### Required task
Could you copy out word for word the lines from the one containing "Could you point to the illuminated" through the final line of the entries, both ends included?

━━ Data to process

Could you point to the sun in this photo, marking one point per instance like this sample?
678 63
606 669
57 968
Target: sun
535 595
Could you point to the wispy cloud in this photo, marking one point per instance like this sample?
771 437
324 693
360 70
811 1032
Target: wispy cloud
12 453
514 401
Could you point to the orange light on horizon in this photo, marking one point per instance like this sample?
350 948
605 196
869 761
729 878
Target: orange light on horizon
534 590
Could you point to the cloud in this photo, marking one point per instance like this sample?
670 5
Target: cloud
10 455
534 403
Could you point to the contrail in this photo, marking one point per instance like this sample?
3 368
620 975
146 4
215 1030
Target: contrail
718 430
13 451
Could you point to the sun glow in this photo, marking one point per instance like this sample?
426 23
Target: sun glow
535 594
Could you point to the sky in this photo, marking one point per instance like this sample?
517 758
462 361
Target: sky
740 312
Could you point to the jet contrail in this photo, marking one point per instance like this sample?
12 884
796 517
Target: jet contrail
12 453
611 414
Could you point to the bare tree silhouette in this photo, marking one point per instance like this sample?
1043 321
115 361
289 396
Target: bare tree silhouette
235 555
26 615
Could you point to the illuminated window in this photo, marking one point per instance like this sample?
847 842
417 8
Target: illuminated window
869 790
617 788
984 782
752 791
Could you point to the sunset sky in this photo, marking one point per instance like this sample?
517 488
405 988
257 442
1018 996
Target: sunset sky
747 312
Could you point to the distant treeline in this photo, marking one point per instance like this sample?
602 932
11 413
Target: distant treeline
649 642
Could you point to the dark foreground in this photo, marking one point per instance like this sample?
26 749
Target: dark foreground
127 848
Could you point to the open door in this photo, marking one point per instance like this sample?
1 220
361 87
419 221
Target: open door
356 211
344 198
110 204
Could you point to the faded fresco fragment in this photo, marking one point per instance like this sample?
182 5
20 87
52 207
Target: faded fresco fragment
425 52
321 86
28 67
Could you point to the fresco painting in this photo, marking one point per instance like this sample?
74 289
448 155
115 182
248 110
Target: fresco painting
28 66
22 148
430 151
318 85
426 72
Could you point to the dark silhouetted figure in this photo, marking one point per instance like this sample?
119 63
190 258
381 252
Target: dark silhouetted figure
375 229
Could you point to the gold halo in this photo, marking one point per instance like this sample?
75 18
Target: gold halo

━━━━

### Solution to this exercise
Could you point to the illuminated window in this photo, marking one point per instance like this sample?
847 842
417 8
Target: illuminated window
869 790
617 788
984 782
752 791
Could you point to the sunset sky in this photo, marking one point per instance like this sample?
517 488
405 988
257 442
1018 996
Target: sunset sky
747 312
Could you point to the distant treeline in this photo, marking one point per instance like this sample?
602 932
11 413
Target: distant treeline
649 642
Could you point to the dark foreground in this photo, marking one point per instance like this sample?
26 749
Target: dark foreground
127 848
Could you point to the open door in this photo, marking one point per instance like this sample?
1 220
361 87
419 221
Target: open door
356 211
344 198
110 204
Could you point to the faded fresco fragment in this photo, marking one point per instance like this sample?
182 5
20 87
52 207
Target: faded fresco fragment
425 52
321 86
28 67
Could you point to the fresco painting in this photo, marking one point per instance like this sample?
74 289
448 155
115 182
248 110
Target: fresco painting
28 66
22 148
430 151
318 85
426 72
Could you point to the dark silhouetted figure in this photo, marking one point per instance like this sample?
119 63
190 258
381 252
Target: dark silhouetted figure
375 229
Could you point to the gold halo in this photo, marking one point per instance like this sample?
75 18
Target: gold halo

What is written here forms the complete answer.